* Begin DOCUMENT *

How Long Beach Found Itself in Financial Crisis.

The $102 million in state and federal emergency disaster funds given to Long Beach after superstorm Sandy masked financial problems that, with the relief money now drying up, led the city into a fiscal crisis, officials and analysts say.

Long Beach faces a $2.1 million shortfall after making retirement and management separation payments, potential layoffs of city staff, police and firefighters, and a budget that proposes a 12.3 percent tax hike to bridge a $4.5 million revenue deficit next year.

Taxpayers — and state Comptroller Thomas DiNapoli — are asking: How did it come to this?

Long Beach officials in 2017 touted a financial swing from the brink of bankruptcy to being $9 million in the black — a $24.2 million turnaround — but current and former city leaders say the previous collapse was never addressed and stayed hidden because of the disaster relief funds after superstorm Sandy.

“We’re almost where we were before Sandy,” Long Beach City Council President Anthony Eramo said of the current crisis. He also said problems the city faced before Sandy have not gone away. “We knew this would be a tough year and hard decisions would have to be made. . . . I knew the lack of Sandy money would make this a tough year.”

Eramo, DiNapoli, and municipal finance analysts say city officials should have made more difficult decisions such as cutting services and making incremental tax increases in previous years to avoid the larger tax increase proposed this year. The City Council passed a 1 percent tax boost last year — an election year.

The proposed $95 million budget for the fiscal year starting July 1 will mean an average $400 increase for homeowners.

* End DOCUMENT *

◆ CHALLENGE 1
Print the stretch of the records below from the line containing "Track-and-sign request: indicate each instance of the folded" through the line containing "x=442, y=170", reproducing every line without any change.

* Begin RECORD EXTRACTS *

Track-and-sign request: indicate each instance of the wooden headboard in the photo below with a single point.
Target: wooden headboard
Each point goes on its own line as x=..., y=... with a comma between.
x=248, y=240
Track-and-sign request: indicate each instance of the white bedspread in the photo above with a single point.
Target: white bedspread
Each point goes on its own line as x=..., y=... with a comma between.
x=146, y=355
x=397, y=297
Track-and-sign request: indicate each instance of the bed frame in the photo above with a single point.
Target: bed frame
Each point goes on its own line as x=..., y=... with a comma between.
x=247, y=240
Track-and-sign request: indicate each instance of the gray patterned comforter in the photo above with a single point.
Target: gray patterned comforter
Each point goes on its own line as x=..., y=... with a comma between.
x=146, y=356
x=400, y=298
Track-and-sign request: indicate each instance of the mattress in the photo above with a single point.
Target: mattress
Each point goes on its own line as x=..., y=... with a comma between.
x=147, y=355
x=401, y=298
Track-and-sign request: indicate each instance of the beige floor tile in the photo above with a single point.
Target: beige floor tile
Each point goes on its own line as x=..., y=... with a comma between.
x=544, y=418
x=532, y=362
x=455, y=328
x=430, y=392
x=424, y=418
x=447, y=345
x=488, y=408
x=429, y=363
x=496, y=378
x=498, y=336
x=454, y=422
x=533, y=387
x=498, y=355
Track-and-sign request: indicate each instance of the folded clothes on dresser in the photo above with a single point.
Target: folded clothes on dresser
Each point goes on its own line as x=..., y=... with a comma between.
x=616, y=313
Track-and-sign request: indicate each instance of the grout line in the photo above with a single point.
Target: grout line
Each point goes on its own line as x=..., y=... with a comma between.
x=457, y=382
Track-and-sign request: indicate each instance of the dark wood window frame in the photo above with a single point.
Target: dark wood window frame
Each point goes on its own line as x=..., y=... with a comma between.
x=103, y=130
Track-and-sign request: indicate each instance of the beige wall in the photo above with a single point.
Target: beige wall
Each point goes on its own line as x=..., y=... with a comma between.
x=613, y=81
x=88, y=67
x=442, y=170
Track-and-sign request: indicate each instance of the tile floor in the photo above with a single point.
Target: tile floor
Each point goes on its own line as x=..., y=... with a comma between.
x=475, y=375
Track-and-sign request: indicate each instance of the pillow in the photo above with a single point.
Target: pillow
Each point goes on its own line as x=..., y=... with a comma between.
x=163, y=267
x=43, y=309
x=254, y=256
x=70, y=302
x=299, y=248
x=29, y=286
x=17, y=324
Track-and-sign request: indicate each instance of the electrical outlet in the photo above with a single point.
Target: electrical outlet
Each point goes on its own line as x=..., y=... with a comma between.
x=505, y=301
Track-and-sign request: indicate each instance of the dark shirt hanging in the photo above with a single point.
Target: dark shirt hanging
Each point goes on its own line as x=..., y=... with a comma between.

* End RECORD EXTRACTS *

◆ CHALLENGE 2
From the article above on Long Beach's financial crisis, output the stretch from "Long Beach faces" through "after superstorm Sandy." word for word.

◆ FINISHED ANSWER 1
Track-and-sign request: indicate each instance of the folded clothes on dresser in the photo above with a single point.
Target: folded clothes on dresser
Each point goes on its own line as x=..., y=... with a comma between.
x=616, y=313
Track-and-sign request: indicate each instance of the grout line in the photo above with a single point.
Target: grout line
Each point goes on its own line as x=..., y=... with a comma between.
x=457, y=382
Track-and-sign request: indicate each instance of the dark wood window frame in the photo above with a single point.
Target: dark wood window frame
Each point goes on its own line as x=..., y=... with a comma between.
x=103, y=130
Track-and-sign request: indicate each instance of the beige wall in the photo above with a single point.
Target: beige wall
Each point goes on its own line as x=..., y=... with a comma between.
x=613, y=81
x=88, y=67
x=442, y=170

◆ FINISHED ANSWER 2
Long Beach faces a $2.1 million shortfall after making retirement and management separation payments, potential layoffs of city staff, police and firefighters, and a budget that proposes a 12.3 percent tax hike to bridge a $4.5 million revenue deficit next year.

Taxpayers — and state Comptroller Thomas DiNapoli — are asking: How did it come to this?

Long Beach officials in 2017 touted a financial swing from the brink of bankruptcy to being $9 million in the black — a $24.2 million turnaround — but current and former city leaders say the previous collapse was never addressed and stayed hidden because of the disaster relief funds after superstorm Sandy.